◆ Work instruction
Please write out every line of the listing without alteration, but omit the images.

◆ Given data
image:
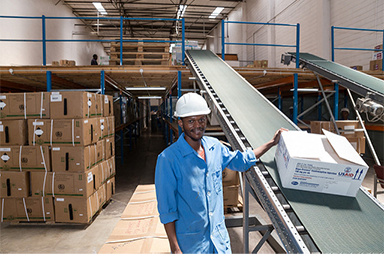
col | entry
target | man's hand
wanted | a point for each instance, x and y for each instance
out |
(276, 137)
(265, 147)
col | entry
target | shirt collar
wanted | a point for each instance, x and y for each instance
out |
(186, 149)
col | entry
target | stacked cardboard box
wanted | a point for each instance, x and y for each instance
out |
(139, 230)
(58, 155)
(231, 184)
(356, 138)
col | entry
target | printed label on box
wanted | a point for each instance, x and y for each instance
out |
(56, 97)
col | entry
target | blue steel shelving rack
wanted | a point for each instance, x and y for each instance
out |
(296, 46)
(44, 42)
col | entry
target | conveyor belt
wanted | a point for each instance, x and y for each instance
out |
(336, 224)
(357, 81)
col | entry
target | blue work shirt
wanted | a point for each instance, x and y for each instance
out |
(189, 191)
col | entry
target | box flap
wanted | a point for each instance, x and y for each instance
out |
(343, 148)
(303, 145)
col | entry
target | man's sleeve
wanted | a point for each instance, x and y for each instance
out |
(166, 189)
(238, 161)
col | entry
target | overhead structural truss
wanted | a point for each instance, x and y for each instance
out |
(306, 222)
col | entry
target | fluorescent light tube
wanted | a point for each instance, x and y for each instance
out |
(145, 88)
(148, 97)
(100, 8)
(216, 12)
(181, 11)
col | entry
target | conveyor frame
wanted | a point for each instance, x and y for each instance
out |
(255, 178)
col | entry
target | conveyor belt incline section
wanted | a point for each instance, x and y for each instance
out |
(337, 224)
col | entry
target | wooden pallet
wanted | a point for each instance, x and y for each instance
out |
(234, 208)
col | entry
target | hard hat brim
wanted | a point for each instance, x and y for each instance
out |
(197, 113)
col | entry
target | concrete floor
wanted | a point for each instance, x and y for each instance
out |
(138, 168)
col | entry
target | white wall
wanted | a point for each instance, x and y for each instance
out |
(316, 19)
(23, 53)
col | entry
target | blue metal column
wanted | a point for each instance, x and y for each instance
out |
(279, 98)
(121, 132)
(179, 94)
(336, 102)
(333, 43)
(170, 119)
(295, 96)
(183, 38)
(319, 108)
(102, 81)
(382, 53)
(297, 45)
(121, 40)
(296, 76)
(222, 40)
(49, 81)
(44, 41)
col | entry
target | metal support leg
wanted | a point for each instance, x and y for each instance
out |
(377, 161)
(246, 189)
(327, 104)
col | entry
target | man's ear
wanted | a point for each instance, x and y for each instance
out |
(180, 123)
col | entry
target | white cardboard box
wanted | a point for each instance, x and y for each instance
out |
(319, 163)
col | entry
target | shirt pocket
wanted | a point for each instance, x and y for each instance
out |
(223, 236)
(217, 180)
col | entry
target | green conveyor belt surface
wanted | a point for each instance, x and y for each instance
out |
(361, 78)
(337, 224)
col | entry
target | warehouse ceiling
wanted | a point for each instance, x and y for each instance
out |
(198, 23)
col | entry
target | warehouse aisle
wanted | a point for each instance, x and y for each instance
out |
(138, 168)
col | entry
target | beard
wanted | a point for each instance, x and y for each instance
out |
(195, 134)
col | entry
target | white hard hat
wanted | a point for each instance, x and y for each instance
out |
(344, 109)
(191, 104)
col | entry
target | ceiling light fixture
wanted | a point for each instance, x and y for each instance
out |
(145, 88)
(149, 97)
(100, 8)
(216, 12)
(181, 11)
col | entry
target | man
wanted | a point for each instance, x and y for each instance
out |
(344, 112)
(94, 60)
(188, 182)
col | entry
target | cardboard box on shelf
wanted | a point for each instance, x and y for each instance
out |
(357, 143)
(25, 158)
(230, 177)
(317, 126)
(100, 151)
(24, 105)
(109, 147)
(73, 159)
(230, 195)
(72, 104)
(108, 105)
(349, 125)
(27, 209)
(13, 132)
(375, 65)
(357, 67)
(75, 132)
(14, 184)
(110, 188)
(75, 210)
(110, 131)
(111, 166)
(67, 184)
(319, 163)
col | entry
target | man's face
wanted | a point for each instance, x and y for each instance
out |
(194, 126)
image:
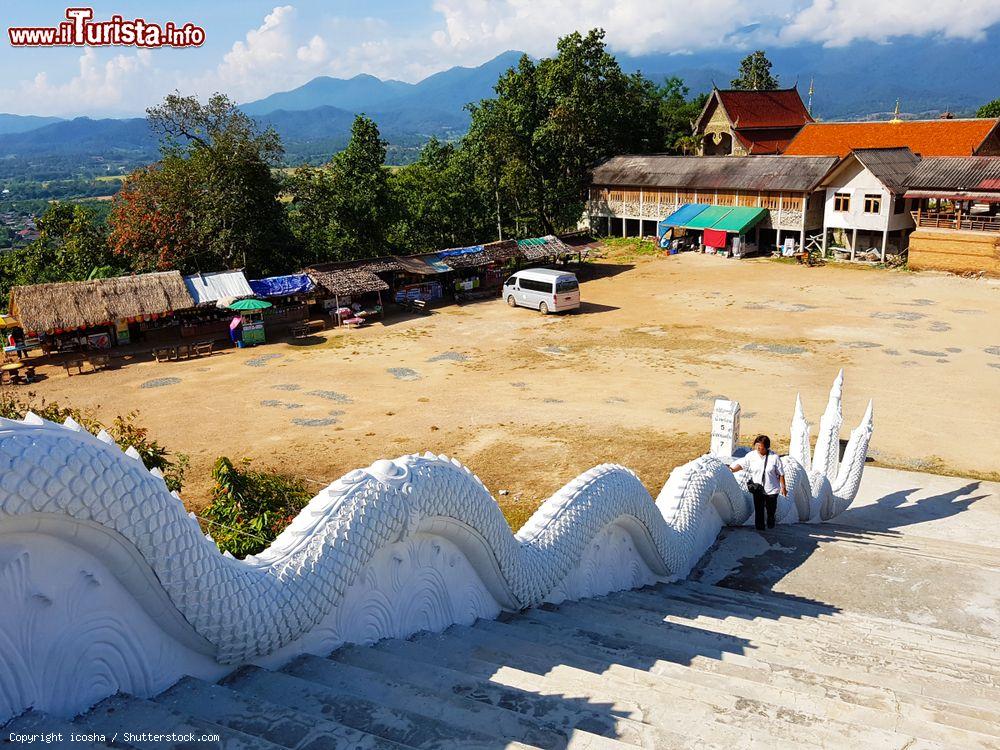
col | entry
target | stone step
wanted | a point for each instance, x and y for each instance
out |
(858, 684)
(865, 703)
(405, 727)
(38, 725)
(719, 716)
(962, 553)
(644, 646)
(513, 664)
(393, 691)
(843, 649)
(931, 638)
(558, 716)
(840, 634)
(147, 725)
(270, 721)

◆ Answer area
image:
col | entry
target | man's hand
wanted | a point for each instance, x and y for each instance
out |
(276, 137)
(265, 147)
col | entry
target | shirt collar
wanted | a point for each instance, x and y for each instance
out |
(186, 149)
col | entry
target | stacked cardboard box
wanted | a point for each instance, x and y for each instance
out |
(139, 230)
(58, 155)
(231, 184)
(356, 138)
col | entry
target | printed label on box
wanted | a point for each instance, x and y for each instance
out |
(56, 97)
col | entry
target | blue steel shelving rack
wanted | a point for each instance, x and y for each instance
out |
(296, 46)
(44, 42)
col | entry
target | conveyor belt
wanted | a point for each instance, x and y for each instance
out |
(336, 224)
(357, 81)
col | entry
target | blue work shirt
wanted | a point for each instance, x and y for each instance
out |
(189, 191)
col | entry
target | box flap
wanted | a point for each instance, x and y for each instance
out |
(343, 148)
(303, 145)
col | entry
target | man's sleeve
wanted | a point for each instance, x and y for each instance
out |
(166, 189)
(238, 161)
col | entry
target | overhead structural truss
wanted | a point for each instance, x and y for each instance
out |
(306, 222)
col | entry
target | fluorescent light tube
wanted | a point for each instance, x and y for each instance
out |
(145, 88)
(148, 97)
(100, 8)
(216, 12)
(181, 11)
col | entry
target | conveyor frame
wanted | a point for each instance, x and y for each instance
out |
(255, 178)
col | entry
target | conveyor belt incline section
wanted | a point for each instance, x and y for each instance
out |
(337, 224)
col | entry
target | wooden pallet
wanted | a point for each instance, x and y for each instance
out |
(234, 208)
col | entry
target | hard hat brim
wanted | a point for each instance, x and y for each instance
out |
(197, 113)
col | entry
target | concrete floor
wanted | a point for each instance, x and y for each instance
out |
(138, 168)
col | entry
target | white wall
wanted | a point for each instance, x and y for each instance
out |
(316, 19)
(23, 53)
col | entry
target | blue metal column
wanted | a point for each instance, x and y for each instance
out |
(279, 98)
(121, 132)
(179, 94)
(336, 102)
(333, 43)
(170, 119)
(295, 96)
(183, 38)
(319, 108)
(102, 81)
(382, 53)
(297, 45)
(121, 40)
(296, 76)
(222, 40)
(49, 81)
(44, 41)
col | entry
target | metal support leg
wanted | a point for each instance, x and y for each instance
out |
(377, 161)
(246, 189)
(327, 104)
col | entry
target | man's ear
wanted | a point for each instance, x and y for each instance
out |
(180, 123)
col | entry
target | white cardboard box
wanted | a point for each instance, x and y for each instance
out |
(319, 163)
col | entry
target | shirt pocket
wanted | a point for each instance, x and y for each instance
out |
(223, 236)
(217, 180)
col | entry
target | green conveyor belt surface
wanted | a point for each instance, x and y for each instance
out |
(361, 78)
(337, 224)
col | entry
target | warehouse ceiling
wanted | a point for each instance, x and y for each instance
out |
(198, 23)
col | entry
target | warehouse aisle
wanted | a point for each instance, x and y for each instance
out |
(138, 168)
col | entry
target | beard
wanted | a point for each instance, x and y for each instance
out |
(195, 134)
col | entry
target | white hard hat
wanted | a point for each instance, x and y for each instance
out |
(344, 109)
(191, 104)
col | entry
target | ceiling light fixture
wanted | a point for each instance, x and y for each instance
out |
(145, 88)
(149, 97)
(100, 8)
(216, 12)
(181, 11)
col | entry
target | man
wanted | a point for each instance, x and y for each instance
out |
(344, 112)
(94, 60)
(188, 182)
col | entry
target | cardboard box on shelf
wanted | a point for each instance, x and y for each instance
out |
(357, 143)
(25, 158)
(230, 177)
(317, 126)
(100, 151)
(24, 105)
(109, 147)
(73, 159)
(230, 195)
(72, 104)
(108, 105)
(349, 125)
(27, 209)
(13, 132)
(375, 65)
(357, 67)
(75, 132)
(14, 184)
(110, 188)
(75, 210)
(110, 131)
(111, 166)
(67, 184)
(319, 163)
col | entry
target | man's face
wanted | a point for each instance, x and y for each instance
out |
(194, 126)
image:
col | entry
target | stone step
wanted | a point for each instance, x and y for each instance
out |
(858, 684)
(865, 703)
(405, 727)
(38, 725)
(719, 716)
(962, 553)
(644, 646)
(513, 664)
(393, 691)
(843, 649)
(931, 638)
(558, 716)
(840, 634)
(147, 725)
(270, 721)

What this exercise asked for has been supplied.